TASK BRIEF - Take each line of the data that contains the string "below" and copy it.

DATA -
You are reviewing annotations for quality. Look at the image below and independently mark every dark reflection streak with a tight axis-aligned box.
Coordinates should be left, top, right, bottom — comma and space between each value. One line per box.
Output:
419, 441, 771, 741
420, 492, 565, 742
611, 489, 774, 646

* * *

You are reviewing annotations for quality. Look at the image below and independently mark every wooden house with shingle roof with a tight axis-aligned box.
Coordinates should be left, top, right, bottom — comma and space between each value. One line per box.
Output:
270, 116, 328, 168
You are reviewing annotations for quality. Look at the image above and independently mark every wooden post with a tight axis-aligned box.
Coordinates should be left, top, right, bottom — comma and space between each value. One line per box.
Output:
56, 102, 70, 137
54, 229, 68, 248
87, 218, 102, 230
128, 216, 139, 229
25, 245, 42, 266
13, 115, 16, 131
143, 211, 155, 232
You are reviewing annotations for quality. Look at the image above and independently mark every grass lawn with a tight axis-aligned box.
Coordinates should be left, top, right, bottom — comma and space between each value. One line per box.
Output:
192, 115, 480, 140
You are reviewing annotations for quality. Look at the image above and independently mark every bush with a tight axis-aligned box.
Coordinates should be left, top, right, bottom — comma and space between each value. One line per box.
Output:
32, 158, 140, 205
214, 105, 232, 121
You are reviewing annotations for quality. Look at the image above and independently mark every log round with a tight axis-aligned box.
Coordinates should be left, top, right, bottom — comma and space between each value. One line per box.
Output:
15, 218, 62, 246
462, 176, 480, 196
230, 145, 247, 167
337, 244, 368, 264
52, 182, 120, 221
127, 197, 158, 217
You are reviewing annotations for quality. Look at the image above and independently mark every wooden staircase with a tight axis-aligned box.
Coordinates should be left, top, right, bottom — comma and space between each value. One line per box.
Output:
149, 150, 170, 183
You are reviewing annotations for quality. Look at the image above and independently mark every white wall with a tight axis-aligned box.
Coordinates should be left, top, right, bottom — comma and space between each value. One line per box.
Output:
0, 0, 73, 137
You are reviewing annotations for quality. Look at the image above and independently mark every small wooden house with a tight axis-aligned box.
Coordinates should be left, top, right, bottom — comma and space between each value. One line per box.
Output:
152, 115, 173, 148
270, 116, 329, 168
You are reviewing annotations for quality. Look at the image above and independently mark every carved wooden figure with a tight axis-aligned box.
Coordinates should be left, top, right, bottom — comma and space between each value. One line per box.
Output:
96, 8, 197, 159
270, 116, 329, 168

OUTPUT FOR THIS EXERCISE -
You are reviewing annotations for quality. Look at the image below and independently mark every dark reflection streak with a tight axis-aligned box.
You are reviewing annotations for quality. Look at the image below and independently mark every wooden house with shingle roof with a tight axis-aligned box.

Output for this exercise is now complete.